**** Text passage ****

This response has been what Kim Moody and others have characterized as an “organized retreat.” At times expressed as old-guard clueless myopathy and at other times expressed through a “militant” approach to concessionary bargaining, using consumer campaigns, “show strikes” and other kinds of shortcut, tactical “leverage,” really anything at all besides concerted preparation to strike-to-win, with of course a handful of notable exceptions. For union officials, and I think it's fair to say particularly for public sector union leadership, their individual and small-group position as leaders – well-paid and protected from the squeeze on the shop floor and in the realm of social reproduction – the hold on that position depends not on winning gains for workers, or even preventing major losses, but on a two-fold grip on control of bargaining and of offering themselves as brokers to the Democratic Party, a source of a solid voter constituency as well as of well trained and reliable election-cycle activists willing to put leather to pavement and phone to ear to get out the vote for the candidates their union endorsed. The process of this death spiral has seen leaders retreat to smaller areas of control, in terms of labor market sectors, in terms of the number and kinds of workplaces, and in terms of political geography, focusing on reliable blue and union one-party cities and states, even as union density, the legal regime and geographic coverage of closed shop and “blue” strongholds have continued to shrink.

****

_Aim 1_
According to the passage on union leadership, what term have Kim Moody and others used to characterize this response?

**** Entries provided ****

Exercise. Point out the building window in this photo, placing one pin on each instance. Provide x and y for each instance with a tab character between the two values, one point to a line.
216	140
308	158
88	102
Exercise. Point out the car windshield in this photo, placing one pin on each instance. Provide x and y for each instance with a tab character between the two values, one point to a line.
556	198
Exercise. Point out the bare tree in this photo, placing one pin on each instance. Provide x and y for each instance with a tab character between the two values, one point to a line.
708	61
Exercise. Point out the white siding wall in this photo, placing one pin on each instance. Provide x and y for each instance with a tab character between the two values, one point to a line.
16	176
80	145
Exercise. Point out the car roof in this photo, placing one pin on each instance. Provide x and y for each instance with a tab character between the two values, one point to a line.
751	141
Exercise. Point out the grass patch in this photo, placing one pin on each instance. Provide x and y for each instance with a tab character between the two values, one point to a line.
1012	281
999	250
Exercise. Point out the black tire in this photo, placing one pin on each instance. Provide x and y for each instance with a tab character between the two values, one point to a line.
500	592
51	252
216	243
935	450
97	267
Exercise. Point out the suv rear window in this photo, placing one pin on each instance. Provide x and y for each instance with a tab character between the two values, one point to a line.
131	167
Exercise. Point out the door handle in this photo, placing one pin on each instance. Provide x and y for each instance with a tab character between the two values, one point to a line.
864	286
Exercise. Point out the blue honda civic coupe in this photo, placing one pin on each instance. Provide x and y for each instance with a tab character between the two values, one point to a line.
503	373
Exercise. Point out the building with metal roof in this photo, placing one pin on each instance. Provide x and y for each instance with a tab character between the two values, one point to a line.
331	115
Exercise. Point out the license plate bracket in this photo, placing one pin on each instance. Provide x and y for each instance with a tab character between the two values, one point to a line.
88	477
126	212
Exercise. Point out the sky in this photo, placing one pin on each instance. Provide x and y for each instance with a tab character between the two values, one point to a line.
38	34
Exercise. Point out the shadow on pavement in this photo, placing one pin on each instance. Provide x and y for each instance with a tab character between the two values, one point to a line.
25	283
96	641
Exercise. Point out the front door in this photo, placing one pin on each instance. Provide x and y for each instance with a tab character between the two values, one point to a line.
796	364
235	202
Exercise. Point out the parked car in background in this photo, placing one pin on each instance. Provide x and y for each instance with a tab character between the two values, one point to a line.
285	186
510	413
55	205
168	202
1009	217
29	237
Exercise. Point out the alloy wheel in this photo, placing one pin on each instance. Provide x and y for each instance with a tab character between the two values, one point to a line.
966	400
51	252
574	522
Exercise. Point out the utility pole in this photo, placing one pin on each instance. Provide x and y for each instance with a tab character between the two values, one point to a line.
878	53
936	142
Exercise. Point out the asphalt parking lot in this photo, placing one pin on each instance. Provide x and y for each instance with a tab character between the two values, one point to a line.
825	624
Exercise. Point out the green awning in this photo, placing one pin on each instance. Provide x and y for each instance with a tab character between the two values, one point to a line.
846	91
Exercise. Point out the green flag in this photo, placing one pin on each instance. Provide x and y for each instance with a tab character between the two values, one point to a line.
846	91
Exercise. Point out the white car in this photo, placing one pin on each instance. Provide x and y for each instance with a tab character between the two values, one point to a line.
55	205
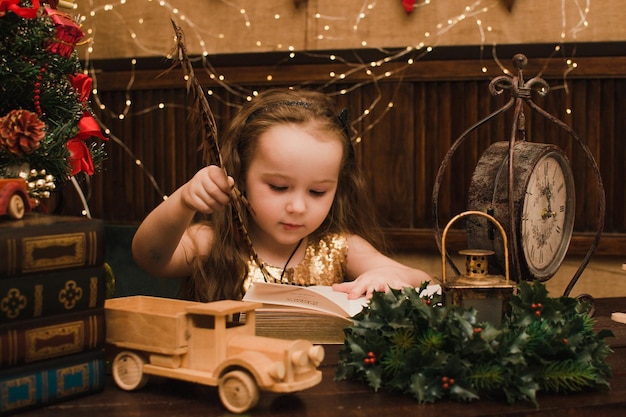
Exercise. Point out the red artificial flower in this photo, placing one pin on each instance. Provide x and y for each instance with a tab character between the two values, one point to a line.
14	6
80	157
68	33
408	5
82	84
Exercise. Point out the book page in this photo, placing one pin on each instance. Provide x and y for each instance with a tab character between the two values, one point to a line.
317	297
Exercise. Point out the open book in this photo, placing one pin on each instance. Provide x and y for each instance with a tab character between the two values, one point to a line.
317	297
316	313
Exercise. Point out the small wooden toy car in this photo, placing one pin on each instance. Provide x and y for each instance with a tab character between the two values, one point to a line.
207	343
14	198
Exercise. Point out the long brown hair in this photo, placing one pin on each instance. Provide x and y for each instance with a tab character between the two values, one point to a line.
220	274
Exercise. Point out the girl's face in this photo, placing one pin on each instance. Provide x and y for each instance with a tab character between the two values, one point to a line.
291	183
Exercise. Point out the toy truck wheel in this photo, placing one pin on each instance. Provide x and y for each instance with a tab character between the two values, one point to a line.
16	207
128	371
238	391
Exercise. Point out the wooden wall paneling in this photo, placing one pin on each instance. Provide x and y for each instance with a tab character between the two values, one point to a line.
401	154
608	148
421	217
617	155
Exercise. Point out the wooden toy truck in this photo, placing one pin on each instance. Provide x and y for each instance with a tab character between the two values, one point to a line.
14	198
206	343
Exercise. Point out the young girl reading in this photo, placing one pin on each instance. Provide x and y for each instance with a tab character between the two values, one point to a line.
310	220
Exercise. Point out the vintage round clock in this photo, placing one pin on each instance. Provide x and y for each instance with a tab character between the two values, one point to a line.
543	205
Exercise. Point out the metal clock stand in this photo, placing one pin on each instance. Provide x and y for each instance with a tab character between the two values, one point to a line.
527	187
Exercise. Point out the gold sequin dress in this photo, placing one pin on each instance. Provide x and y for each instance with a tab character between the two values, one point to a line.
324	263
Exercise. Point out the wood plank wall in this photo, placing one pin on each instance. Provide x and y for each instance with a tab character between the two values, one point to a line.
434	102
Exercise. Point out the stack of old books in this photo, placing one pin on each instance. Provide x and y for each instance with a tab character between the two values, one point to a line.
52	291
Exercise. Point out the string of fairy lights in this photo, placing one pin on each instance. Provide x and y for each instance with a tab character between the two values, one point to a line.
344	28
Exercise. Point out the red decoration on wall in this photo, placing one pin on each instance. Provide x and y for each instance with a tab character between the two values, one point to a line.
508	4
408	5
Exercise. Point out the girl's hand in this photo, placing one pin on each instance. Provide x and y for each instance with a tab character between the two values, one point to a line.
208	191
371	281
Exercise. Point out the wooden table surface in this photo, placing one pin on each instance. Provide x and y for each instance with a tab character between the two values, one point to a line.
171	398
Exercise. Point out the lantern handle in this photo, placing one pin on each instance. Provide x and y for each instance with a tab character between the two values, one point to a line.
474	213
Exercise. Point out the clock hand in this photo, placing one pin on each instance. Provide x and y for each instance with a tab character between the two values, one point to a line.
547	212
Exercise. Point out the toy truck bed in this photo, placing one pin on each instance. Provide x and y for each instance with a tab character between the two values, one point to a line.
149	324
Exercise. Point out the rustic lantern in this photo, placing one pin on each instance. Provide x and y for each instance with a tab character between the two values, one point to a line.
488	294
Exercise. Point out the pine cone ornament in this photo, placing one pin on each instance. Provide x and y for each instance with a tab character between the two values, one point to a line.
20	132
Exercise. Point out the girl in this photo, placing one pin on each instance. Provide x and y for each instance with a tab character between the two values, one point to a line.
310	221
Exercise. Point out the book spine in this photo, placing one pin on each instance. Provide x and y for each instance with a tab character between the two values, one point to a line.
39	244
35	340
51	381
51	293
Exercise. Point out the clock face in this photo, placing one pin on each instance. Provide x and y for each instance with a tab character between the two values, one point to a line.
547	216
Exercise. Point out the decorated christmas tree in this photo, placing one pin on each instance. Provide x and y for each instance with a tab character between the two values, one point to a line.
46	125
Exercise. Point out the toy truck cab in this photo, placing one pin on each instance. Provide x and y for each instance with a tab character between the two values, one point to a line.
206	343
14	198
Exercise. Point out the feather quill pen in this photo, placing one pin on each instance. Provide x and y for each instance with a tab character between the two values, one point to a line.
210	145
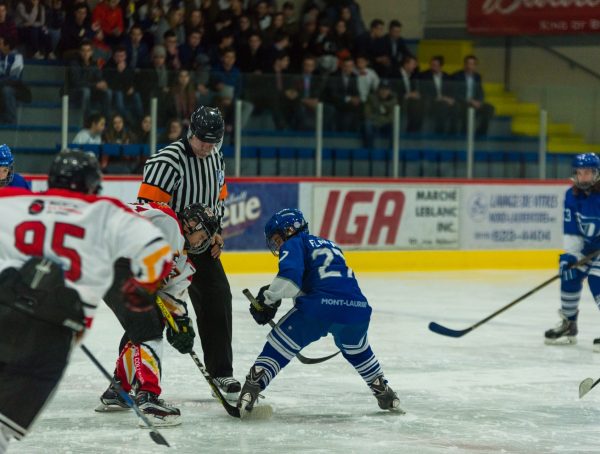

****

_Aim 2_
Return every line of the records that contains the word "white".

_Full output 1_
An "organized retreat."

_Full output 2_
Exercise. Point out the white siding wall in this photo, placing one pin on each instance. Provide x and y for each instance with a tab character between the two values, one point to a line.
Exercise. Point out the white car in this photo, placing one pin on each instance. Provide x and y for each instance with a tab character between the two values, one point to a line.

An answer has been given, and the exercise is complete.